### EXERCISE BRIEF
Present the following entries again, word for word and in full.

### GIVEN RECORDS
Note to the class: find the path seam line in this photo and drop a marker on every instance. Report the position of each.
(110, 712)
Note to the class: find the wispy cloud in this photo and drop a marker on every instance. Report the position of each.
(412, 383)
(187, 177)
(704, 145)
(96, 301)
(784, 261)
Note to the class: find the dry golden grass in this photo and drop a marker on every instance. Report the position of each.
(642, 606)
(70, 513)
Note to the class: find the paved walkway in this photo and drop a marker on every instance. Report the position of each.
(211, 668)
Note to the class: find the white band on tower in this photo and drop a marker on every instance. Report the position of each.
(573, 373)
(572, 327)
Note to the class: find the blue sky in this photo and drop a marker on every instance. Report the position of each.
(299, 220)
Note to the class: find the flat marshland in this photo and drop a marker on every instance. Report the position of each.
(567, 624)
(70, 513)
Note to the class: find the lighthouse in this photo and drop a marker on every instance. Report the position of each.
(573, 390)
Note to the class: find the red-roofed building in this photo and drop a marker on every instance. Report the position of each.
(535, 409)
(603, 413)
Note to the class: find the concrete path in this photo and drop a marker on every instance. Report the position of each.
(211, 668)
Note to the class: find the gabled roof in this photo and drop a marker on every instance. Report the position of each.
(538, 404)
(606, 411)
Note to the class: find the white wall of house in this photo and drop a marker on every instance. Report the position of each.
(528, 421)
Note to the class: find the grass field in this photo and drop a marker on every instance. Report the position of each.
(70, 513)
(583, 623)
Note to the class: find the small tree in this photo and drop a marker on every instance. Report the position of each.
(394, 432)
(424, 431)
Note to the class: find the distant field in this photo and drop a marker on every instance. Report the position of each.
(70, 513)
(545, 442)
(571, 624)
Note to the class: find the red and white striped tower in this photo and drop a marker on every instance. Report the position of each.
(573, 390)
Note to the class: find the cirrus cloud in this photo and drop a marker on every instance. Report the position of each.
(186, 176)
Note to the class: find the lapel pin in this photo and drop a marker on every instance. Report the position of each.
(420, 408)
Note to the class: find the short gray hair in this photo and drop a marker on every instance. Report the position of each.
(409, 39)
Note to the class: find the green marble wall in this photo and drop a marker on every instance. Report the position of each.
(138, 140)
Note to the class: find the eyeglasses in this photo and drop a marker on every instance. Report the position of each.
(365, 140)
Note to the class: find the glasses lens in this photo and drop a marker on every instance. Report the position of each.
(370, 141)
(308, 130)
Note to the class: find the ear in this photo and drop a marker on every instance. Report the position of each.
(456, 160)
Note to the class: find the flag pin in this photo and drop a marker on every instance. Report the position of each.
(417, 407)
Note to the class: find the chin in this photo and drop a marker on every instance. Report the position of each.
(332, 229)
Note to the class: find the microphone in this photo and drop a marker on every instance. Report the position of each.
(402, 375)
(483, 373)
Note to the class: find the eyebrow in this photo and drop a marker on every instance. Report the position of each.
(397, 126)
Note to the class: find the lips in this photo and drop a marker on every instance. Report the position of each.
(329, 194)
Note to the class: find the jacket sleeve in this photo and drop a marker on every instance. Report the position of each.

### OUTPUT
Note to the class: find the path seam line in this photo and drop a marker on every instance. Report the position of each.
(110, 712)
Note to the class: find the wispy cloud in this photo and drop a marker on every instance. Report the position of each.
(412, 383)
(187, 177)
(704, 145)
(96, 301)
(784, 261)
Note to the class: find the dry golden grass in this photo and drop a marker on every instance. Report the position of each.
(642, 606)
(70, 513)
Note to the class: find the paved walkway in this photo and drop a marker on every instance. Report the position of each.
(211, 668)
Note to the class: find the white band on tower in this photo and drop a marker on every instance. Report the position of each.
(573, 373)
(572, 327)
Note to the class: find the blue sky in this photo and drop a marker on every instance. Report the position of each.
(299, 220)
Note to the class: find the flat marshland in this photo and drop a marker on every instance. Report the position of each.
(567, 624)
(70, 513)
Note to the class: find the lighthouse in this photo and drop a marker on every instance. Report the position of each.
(573, 390)
Note to the class: find the red-roofed building in this photo and drop a marker on every instance. Report the position of each.
(535, 409)
(603, 413)
Note to the class: find the concrete path in this photo and drop a marker on every instance. Report the position of each.
(211, 668)
Note to the class: find the gabled roof in this photo and drop a marker on every instance. Report the position of each.
(538, 404)
(606, 411)
Note to the class: find the white wall of house in this photo and drop a marker on every instance. Report the position of each.
(528, 421)
Note to the class: find the grass field in this photo and drop a marker on every instance. Report the position of each.
(70, 513)
(583, 623)
Note to the class: find the small tree in this photo and drop a marker on every instance. Report the position of each.
(394, 432)
(424, 431)
Note to the class: find the distant field in this photo and drop a marker on every instance. Report the position of each.
(70, 513)
(545, 442)
(571, 624)
Note to the class: find the red and white striped tower in this photo and drop a marker on every instance. Report the position of each.
(573, 390)
Note to the class: find the cirrus cloud in this photo and drop a marker on every instance. Report the position of each.
(186, 176)
Note to the class: find the lapel pin in this photo and drop a marker on every instance. Report the position of each.
(420, 408)
Note to the class: find the short gray hair in this photo and drop a marker on every instance. Report the position of each.
(409, 39)
Note to the class: find the green marble wall in this photo and drop a marker on every instance. Report the position of each.
(138, 140)
Note to the class: find the eyeglasses in this photo and drop a marker on every instance. Report the position of each.
(365, 140)
Note to the class: find the glasses lens in this photo and drop a marker on every instance. Report the position of each.
(370, 141)
(308, 130)
Note to the class: find the ear in this photo and drop a marker on every instance. Report the position of each.
(456, 160)
Note to the class: find the flag pin in this photo and drop a marker on every instance. Report the position of each.
(417, 407)
Note to the class: find the chin in this photo and drop a marker on every instance. Report the position of each.
(332, 229)
Note to the class: find the microphone in this photo and drop a marker on every instance. Report the position of each.
(402, 375)
(483, 373)
Note to the class: find the eyebrow in this photo and drop a marker on every instance. Report the position of each.
(397, 126)
Note to the class: find the lips in this photo and drop a marker on every instance. Report the position of each.
(329, 194)
Note to the class: find the jacket sleeve in this photo and drop a marker on every instance. Report the position of each.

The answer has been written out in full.